== TEXTO DE LEITURA ==
-*-*-
O segundo núcleo é composto por três textos que versam sobre censura, repressão e resistência em tempos ditatoriais. Natália Martins Besagio é autora do artigo “Cálice: censura e violência na Ditadura Militar brasileira”, cujo objetivo central foi apresentar duas faces de uma mesma moeda em relação ao período ditatorial brasileiro. De um lado, o quadro de oposição ao Regime, focado em uma pequena parcela populacional que teve sua liberdade de expressão cerceada e que, por consequência, encampou um projeto de resistência. Do outro, um aparato repressivo composto por uma complexa rede de órgãos com poderes quase irrestritos, que materializava a barbárie por meio de censuras, prisões e torturas. Nesse contexto, a autoria também apresenta um quadro que esquematiza as etapas de apuração de informações relacionadas aos sujeitos considerados “subversivos” e as etapas subsequentes de violência, tortura e, em alguns casos, morte.
O livreto Cancionero de la Nueva Canción Chilena e um olhar apurado resultaram no artigo “Canções para não serem esquecidas: os rastros da Nueva Canción Chilena na memória da resistência cultural brasileira nos anos 1970”. O artigo, de autoria de Rodrigo Lauriano Soares, teve por intuito central explorar a presença da Nueva Canción Chilena na memória da resistência cultural brasileira por meio do livreto produzido no ano de 1976. O que levou esse material, produzido na Itália, que continha músicas de vários artistas chilenos, a ser arquivado no Brasil? Esse foi o trajeto percorrido pelo autor no decorrer do artigo ao apontar meios para pensar fluxos, redes e trocas culturais entre países do Cone Sul no contexto dos anos de 1970.
A construção do conceito de comunista foi alvo de reflexão do artigo “Ditaduras no Cone Sul: um debate conceitual e as representações do passado” de autoria de Leonardo Lopes de Mendonça. As ditaduras implantadas no Cone Sul no decorrer das décadas de 1960 e 1970, segundo o autor, se assemelhavam por seu caráter reacionário e por ter um inimigo em comum: o comunismo. Dentro da Doutrina da Segurança Nacional, os chamados subversivos eram inseridos na categoria “comunista” indiferentemente se fossem operários, camponeses, jornalistas, estudantes, intelectuais, artistas, sindicalistas. O autor estabelece um paralelo entre este contexto e o do Brasil em 2021, e aponta que em certo sentido há uma onda conservadora que utiliza o rótulo de comunista para qualquer pessoa que conteste as querelas sociais.
Memória, comemoração e celebração compõem a temática do terceiro núcleo deste dossiê. Estes elementos se tornaram, nas últimas décadas, objetos centrais no campo da História do Tempo Presente, principalmente em países que vivenciaram acontecimentos traumáticos. As comemorações, as rememorações e o não esquecimento tendem a demonstrar que os processos de construção de uma memória é objeto de disputa por diferentes grupos sociais. O primeiro artigo deste núcleo foi escrito por Carlos Gilberto Pereira Dias e teve como intuito refletir sobre memória e história nos escritos de Svetlana Aleksiévitch e Régine Robin. A primeira autora, por meio da literatura documental, nos aponta que a memória tem cor e associa o tom cinza às memórias de Guerra; já Robin restaura o passado na autoficção e afirma que o passado neva sobre nós. Ambas percorreram o caminho da escrita para a exposição de traumas, das chamadas lembranças subterrâneas, com a intenção de salvar essas memórias do esquecimento, ou como afirma o próprio título do artigo: “História e Memória: a persistência das lembranças impedidas”.
-*-*-
Itens armazenados do conjunto de dados:
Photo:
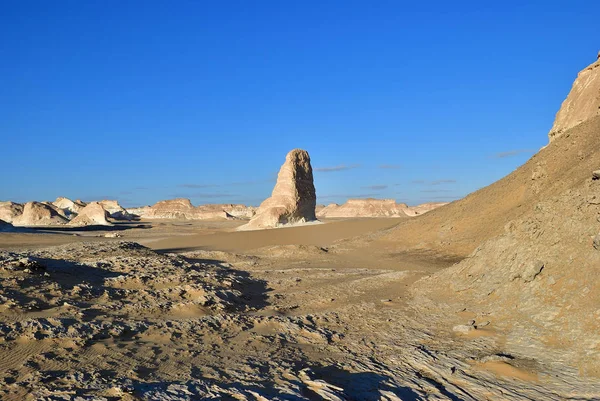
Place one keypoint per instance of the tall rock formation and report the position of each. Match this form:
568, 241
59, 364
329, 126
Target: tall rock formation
293, 199
582, 103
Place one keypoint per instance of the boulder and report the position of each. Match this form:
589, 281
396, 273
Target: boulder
293, 199
4, 226
365, 208
91, 215
115, 210
39, 214
582, 103
69, 206
171, 209
423, 208
10, 210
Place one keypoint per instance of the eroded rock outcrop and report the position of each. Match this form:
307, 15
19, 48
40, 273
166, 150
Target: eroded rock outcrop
375, 208
183, 209
39, 214
179, 208
424, 208
10, 210
365, 208
293, 199
69, 206
582, 103
5, 226
115, 210
91, 215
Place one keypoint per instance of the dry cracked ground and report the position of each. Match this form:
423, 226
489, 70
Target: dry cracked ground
110, 319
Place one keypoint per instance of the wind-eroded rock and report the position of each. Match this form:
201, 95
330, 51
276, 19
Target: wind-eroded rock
183, 209
66, 204
115, 210
293, 199
91, 215
582, 103
39, 214
365, 208
10, 210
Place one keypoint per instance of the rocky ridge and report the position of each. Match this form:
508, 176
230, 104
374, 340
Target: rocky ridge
293, 199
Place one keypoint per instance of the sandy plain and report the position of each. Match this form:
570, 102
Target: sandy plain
199, 310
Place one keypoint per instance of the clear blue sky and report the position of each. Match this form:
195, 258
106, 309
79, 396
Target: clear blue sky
147, 100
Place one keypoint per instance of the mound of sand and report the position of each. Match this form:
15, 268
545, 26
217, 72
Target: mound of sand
91, 215
115, 210
10, 210
39, 214
293, 199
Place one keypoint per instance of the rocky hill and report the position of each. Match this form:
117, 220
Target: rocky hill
365, 208
39, 214
293, 199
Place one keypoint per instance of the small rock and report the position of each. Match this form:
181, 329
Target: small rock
463, 328
532, 269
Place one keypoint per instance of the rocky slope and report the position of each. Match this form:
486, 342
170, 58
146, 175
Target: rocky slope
91, 215
39, 214
10, 210
374, 208
66, 204
582, 103
183, 209
365, 208
459, 227
115, 210
293, 199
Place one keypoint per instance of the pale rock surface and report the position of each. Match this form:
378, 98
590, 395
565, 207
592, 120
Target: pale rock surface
115, 210
4, 226
582, 103
39, 214
10, 210
365, 208
69, 206
179, 208
293, 199
91, 215
141, 211
423, 208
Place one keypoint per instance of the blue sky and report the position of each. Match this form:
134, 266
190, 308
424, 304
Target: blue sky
143, 101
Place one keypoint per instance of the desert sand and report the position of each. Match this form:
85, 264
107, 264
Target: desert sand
492, 297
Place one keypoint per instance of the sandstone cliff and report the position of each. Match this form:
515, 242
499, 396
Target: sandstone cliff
37, 213
582, 103
293, 199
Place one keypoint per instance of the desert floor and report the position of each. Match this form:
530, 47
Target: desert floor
206, 311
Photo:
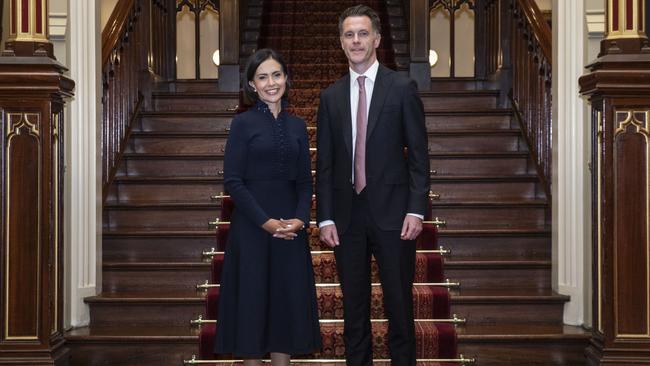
-*-*-
== TAREFA PROPOSTA A ==
Traduza para o inglês esta frase do texto sobre o dossiê de ditaduras e memória: “Memória, comemoração e celebração compõem a temática do terceiro núcleo deste dossiê.”
== TAREFA PROPOSTA B ==
Com base no texto sobre o dossiê de ditaduras e memória, responda:
(i) Em que ano foi produzido o livreto Cancionero de la Nueva Canción Chilena?
(ii) Segundo Leonardo Lopes de Mendonça, qual era o inimigo em comum das ditaduras implantadas no Cone Sul?
(iii) A que tom Svetlana Aleksiévitch associa as memórias de Guerra?
== TAREFA PROPOSTA C ==
Escreva a continuação do texto sobre o dossiê de ditaduras e memória, partindo de sua última frase.
As entradas provêm de uma fonte distinta da do texto.

== RESPOSTA DO EXERCÍCIO A ==
Memory, commemoration, and celebration make up the theme of the third section of this dossier.

== RESPOSTA DO EXERCÍCIO B ==
(i) Em 1976.
(ii) O comunismo.
(iii) Ao tom cinza.

== RESPOSTA DO EXERCÍCIO C ==
Na narrativa “Políticas de tempo, contemporaneidade e história do tempo presente: reflexões a partir das comemorações dos “500 anos do Brasil” (2000)”, Pedro Henrique Batistella entrelaça memória, tempo e política ao analisar alguns manifestos divulgados por organizações indígenas e o texto intitulado “O eterno retorno do encontro”, de Ailton Krenak. As disputas de memórias e os usos do passado em torno da referida comemoração são centrais para o autor refletir sobre noções temporais e políticas do tempo. Os usos do passado no cenário das comemorações dos 500 anos da chegada dos portugueses nessas terras foi alvo de disputas no campo político e também da memória. Nesse contexto, dentre as diversas facetas envoltas ao cenário de comemoração, surgiram iniciativas de protesto contrárias à organização das encenações comemorativas oficiais, como por exemplo, o movimento Brasil Outros 500, que apontava a perspectiva indígena desse acontecimento histórico.
O quarto núcleo apresenta debates relacionados à categoria gênero, aos direitos das mulheres e aos feminismos. Um dos pontos cruciais dos feminismos consiste na defesa dos direitos das mulheres, demanda analisada no artigo “A IV Conferência Mundial Sobre a Mulher e as estratégias do Estado brasileiro para implementar a igualdade de gênero”, de autoria de Glenda Lunardi. O texto se centra no evento em questão – organizado pela ONU, em 1995 – estabelecendo relações entre o documento da plataforma de ação da conferência e os seus desdobramentos nas políticas públicas brasileiras como, por exemplo, sua influência na criação da Secretaria Especial de Política para as Mulheres, em 2003. Além disso, Lunardi aponta a constante instabilidade relacionada às conquistas dos direitos das mulheres e traz à tona a realidade brasileira que, nos últimos anos, teve suas estruturas boicotadas pelo próprio governo federal.
A narrativa “O corpo como implosão do mundo: ontologia do presente, imaginação literária feminista e fabulações eróticas” foi escrita a seis mãos. Gabriela Simonetti Trevisan, Fábio Gonzaga Gesueli e Varlei Rodrigo do Couto são autores do artigo que cruzou literatura e a categoria “Ontologia do Presente” de Michel Foucault. Nesse sentido, alguns textos de autoras como Hilda Hilst, Júlia Lopes de Almeida, Virginia Woolf e Chrysanthème foram utilizados para pensar o corpo como espaço de resistência. A crítica feminista embasa a problematização de novas formas de subjetividades, transgressões, práticas de liberdade e erotismo, resultando na produção de novos imaginários sociais, principalmente quando relacionadas às práticas já normatizadas pela sociedade ocidental e ao seu imaginário cristão.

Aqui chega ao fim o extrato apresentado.